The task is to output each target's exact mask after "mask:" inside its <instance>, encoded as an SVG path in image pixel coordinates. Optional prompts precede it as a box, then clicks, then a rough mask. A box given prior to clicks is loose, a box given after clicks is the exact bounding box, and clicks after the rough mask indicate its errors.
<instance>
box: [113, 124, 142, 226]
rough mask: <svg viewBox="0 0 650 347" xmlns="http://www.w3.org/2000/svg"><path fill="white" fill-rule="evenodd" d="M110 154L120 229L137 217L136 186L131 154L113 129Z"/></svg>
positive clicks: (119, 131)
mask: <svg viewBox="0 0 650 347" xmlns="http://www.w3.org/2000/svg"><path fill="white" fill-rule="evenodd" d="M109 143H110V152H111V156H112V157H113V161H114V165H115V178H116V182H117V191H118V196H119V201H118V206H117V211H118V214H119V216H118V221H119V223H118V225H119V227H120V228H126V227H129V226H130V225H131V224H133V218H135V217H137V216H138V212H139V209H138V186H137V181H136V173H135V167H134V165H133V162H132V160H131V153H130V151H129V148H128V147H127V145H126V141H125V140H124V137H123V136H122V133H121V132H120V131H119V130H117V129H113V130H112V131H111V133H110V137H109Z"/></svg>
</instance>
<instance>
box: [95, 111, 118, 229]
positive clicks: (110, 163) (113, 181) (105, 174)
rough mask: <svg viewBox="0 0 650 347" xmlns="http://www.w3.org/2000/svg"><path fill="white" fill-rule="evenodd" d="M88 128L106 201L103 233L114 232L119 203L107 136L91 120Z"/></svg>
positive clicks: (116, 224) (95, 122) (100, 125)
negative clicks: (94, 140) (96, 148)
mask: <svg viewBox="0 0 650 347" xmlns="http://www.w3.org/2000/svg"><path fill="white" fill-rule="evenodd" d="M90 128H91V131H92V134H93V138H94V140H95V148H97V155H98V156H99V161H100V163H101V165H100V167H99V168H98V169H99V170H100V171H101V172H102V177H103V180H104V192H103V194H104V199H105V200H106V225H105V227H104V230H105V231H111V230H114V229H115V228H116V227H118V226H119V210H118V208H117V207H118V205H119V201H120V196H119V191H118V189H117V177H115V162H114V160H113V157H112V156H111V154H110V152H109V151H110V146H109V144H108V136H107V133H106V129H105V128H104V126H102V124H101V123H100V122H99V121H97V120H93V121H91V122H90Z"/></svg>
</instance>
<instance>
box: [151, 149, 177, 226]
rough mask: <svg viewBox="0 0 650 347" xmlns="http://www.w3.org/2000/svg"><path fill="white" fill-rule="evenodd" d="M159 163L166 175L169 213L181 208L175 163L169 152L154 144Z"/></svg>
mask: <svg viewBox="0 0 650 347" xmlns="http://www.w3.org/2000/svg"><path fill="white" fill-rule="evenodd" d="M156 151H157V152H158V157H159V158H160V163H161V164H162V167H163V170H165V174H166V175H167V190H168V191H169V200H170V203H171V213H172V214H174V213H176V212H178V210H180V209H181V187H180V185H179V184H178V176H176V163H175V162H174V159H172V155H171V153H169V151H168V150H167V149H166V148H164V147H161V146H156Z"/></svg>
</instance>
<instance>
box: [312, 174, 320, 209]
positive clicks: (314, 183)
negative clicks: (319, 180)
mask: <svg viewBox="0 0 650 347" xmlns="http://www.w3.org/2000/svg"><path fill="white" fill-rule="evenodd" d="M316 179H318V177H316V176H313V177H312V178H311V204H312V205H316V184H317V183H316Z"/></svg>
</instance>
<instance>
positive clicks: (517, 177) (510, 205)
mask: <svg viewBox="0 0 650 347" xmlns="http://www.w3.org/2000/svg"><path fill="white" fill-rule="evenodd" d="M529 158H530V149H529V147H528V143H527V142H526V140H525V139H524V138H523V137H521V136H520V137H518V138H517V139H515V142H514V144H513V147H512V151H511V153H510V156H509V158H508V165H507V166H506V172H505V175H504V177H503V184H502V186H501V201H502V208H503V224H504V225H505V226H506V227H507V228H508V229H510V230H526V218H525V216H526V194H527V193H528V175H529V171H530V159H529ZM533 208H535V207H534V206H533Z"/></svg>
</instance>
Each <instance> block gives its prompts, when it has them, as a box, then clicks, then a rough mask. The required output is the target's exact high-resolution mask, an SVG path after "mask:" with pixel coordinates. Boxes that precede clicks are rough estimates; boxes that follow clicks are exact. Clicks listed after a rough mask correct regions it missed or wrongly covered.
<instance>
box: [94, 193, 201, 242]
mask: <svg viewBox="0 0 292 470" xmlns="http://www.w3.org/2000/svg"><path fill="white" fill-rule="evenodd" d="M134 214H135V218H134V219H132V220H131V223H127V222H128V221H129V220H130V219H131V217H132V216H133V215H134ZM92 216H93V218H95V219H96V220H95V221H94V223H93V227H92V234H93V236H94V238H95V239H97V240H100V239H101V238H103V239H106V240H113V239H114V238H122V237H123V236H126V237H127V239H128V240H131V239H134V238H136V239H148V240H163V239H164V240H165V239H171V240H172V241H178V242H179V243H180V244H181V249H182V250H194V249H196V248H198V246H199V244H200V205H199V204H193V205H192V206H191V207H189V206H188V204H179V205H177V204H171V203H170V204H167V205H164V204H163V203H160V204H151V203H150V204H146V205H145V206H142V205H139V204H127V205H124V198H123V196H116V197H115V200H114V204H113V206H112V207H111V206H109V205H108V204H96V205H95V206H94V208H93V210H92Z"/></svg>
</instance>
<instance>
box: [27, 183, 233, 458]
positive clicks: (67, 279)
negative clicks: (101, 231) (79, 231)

==================================================

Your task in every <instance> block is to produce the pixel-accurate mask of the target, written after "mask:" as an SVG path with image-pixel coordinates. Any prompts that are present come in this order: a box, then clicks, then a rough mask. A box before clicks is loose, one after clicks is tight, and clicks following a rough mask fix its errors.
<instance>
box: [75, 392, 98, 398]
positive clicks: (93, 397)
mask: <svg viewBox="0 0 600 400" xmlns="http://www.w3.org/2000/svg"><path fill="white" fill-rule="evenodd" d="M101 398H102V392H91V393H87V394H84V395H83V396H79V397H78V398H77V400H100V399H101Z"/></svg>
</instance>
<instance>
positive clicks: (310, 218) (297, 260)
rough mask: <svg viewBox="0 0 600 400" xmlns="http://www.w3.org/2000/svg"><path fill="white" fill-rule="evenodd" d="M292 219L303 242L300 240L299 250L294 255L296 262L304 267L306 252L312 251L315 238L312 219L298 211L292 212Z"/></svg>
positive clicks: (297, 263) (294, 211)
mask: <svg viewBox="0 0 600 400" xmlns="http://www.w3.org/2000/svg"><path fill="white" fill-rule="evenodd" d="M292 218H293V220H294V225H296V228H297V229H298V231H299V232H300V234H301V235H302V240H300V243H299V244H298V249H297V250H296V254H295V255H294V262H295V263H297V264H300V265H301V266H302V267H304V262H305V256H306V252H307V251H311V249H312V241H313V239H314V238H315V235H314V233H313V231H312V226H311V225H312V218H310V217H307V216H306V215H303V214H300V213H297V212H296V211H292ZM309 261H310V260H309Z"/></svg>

==================================================

◆ **PROBLEM DESCRIPTION**: Determine the count of lines in the data that contain the string "exact", and reply with that count alone.

◆ **TASK ANSWER**: 2